__TASK__:
Tally the lines of the material that carry the word "parts". Give no more than the number.

__INFORMATION__:

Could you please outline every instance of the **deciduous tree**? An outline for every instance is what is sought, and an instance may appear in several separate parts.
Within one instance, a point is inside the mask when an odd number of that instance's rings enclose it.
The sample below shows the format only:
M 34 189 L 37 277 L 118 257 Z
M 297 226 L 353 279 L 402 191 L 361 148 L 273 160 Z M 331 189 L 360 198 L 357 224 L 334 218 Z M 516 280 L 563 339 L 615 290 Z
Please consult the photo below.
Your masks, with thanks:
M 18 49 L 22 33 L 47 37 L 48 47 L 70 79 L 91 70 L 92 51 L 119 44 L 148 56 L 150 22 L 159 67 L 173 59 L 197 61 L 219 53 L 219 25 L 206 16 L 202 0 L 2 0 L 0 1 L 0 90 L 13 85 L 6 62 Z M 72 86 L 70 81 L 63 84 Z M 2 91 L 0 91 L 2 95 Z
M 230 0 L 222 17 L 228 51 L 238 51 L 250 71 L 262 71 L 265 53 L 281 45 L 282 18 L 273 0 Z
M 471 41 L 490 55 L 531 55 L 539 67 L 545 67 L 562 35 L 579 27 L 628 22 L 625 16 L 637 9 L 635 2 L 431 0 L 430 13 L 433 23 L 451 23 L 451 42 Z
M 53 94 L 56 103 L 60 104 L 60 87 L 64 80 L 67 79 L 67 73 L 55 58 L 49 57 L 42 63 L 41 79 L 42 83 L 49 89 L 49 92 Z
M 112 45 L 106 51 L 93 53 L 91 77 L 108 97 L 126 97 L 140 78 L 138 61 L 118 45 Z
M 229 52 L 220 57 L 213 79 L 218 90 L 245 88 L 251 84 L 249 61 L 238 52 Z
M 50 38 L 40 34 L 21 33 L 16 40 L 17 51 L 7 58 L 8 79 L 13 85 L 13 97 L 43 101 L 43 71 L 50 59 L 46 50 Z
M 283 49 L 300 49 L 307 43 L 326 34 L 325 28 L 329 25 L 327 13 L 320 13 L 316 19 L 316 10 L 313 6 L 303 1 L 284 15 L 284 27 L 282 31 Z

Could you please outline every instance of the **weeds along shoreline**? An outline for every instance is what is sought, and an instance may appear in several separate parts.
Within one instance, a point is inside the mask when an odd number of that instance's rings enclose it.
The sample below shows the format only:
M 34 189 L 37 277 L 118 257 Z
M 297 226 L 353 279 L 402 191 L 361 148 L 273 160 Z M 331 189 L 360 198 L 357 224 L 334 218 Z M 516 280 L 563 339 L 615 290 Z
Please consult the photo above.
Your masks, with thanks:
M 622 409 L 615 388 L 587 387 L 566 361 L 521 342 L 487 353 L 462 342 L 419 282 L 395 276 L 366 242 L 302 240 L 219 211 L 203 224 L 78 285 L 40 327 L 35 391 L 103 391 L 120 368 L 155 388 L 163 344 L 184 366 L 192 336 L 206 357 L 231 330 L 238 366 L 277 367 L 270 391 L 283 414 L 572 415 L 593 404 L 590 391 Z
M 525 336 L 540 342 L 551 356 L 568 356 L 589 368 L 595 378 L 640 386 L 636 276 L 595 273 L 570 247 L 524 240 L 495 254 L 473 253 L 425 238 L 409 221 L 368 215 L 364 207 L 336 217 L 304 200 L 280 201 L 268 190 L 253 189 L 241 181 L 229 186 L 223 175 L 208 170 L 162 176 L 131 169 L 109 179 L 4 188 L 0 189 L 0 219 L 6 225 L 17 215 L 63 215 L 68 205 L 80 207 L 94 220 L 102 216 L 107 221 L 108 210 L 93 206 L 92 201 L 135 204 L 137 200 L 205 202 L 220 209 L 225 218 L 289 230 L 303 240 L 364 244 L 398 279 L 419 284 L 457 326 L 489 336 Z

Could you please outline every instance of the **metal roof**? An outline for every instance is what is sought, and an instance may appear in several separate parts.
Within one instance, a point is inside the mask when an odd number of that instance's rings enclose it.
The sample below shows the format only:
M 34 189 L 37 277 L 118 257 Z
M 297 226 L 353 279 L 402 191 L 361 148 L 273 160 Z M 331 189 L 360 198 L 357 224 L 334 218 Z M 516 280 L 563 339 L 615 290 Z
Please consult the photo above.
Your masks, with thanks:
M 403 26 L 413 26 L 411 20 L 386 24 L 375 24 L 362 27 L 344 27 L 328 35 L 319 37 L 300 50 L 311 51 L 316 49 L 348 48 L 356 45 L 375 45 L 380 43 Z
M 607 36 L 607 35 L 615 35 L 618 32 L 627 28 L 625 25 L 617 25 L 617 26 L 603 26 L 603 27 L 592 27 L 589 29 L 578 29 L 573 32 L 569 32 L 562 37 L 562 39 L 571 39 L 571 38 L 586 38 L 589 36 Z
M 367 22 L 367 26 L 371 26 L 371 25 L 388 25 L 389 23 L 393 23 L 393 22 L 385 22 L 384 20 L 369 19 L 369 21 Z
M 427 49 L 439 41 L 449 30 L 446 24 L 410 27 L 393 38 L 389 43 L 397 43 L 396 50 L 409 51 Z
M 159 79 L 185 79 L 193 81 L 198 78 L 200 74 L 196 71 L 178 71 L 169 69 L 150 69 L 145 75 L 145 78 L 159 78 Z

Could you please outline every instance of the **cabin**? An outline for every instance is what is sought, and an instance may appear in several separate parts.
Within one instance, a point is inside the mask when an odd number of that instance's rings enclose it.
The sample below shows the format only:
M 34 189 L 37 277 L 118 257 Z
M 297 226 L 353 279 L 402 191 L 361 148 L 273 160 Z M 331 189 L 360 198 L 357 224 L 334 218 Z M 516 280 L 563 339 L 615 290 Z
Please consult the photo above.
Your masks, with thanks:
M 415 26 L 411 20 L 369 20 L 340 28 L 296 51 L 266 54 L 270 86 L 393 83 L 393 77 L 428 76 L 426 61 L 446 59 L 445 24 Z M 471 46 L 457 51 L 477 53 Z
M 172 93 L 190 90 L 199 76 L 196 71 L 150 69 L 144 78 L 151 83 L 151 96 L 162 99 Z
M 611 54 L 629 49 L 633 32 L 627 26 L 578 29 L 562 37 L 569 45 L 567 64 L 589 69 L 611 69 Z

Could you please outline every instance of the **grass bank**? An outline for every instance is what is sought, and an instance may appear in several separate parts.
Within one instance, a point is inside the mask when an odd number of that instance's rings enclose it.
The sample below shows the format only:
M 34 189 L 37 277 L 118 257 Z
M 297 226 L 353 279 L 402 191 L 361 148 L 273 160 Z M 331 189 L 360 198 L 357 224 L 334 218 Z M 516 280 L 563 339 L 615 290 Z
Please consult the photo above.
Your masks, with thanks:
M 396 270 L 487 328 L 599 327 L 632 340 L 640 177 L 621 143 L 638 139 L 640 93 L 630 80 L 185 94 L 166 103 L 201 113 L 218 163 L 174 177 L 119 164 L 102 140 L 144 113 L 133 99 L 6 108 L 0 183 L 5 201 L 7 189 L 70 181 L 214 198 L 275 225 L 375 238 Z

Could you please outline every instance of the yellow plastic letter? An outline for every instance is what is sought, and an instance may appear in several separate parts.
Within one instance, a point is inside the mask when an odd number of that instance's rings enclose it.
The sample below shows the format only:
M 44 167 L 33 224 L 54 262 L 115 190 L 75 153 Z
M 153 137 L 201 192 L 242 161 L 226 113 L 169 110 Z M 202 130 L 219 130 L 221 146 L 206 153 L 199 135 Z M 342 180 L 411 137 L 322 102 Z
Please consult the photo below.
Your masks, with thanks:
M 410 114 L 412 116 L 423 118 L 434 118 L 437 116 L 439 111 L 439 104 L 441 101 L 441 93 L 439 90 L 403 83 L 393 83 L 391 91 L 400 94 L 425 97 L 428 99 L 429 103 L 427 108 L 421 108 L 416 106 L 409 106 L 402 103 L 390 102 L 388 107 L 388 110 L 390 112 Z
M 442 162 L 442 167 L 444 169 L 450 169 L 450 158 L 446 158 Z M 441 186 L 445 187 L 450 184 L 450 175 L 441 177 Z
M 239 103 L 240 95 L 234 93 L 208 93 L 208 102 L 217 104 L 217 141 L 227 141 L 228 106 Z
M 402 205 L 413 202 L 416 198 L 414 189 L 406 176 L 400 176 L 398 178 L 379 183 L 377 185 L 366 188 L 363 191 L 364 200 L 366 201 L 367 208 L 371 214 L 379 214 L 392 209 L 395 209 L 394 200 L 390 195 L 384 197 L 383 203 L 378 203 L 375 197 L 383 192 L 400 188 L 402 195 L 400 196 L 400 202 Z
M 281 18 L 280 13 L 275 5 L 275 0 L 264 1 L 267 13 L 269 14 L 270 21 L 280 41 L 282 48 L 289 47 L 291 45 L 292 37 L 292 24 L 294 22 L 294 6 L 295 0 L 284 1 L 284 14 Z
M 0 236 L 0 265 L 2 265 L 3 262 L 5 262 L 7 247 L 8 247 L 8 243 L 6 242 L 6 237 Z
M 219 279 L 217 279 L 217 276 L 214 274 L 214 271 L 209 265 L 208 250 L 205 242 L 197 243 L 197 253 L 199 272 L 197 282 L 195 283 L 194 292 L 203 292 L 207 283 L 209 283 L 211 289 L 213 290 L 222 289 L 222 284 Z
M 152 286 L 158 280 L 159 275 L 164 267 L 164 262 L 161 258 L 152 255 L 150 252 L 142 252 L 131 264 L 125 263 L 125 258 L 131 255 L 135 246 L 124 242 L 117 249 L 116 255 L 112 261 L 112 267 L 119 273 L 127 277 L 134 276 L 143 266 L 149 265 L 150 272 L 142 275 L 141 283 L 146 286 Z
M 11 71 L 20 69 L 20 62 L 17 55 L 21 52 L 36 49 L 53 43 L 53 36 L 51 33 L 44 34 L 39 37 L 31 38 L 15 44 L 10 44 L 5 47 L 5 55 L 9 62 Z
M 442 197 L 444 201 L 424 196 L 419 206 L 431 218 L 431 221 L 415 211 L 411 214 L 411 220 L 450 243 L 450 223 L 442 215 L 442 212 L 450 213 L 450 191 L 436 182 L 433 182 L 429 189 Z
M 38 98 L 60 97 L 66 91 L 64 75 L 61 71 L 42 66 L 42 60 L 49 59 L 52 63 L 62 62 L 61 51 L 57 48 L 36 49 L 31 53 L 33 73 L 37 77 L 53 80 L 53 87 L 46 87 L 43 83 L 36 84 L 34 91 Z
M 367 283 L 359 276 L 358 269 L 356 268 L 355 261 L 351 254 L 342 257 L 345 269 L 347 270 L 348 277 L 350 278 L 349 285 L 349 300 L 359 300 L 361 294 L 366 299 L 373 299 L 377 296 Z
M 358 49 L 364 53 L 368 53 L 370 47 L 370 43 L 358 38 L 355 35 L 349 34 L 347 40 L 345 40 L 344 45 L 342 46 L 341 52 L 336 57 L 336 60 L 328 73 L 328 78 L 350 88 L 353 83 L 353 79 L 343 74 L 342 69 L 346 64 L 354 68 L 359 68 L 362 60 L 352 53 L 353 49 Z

__WRITTEN ANSWER__:
6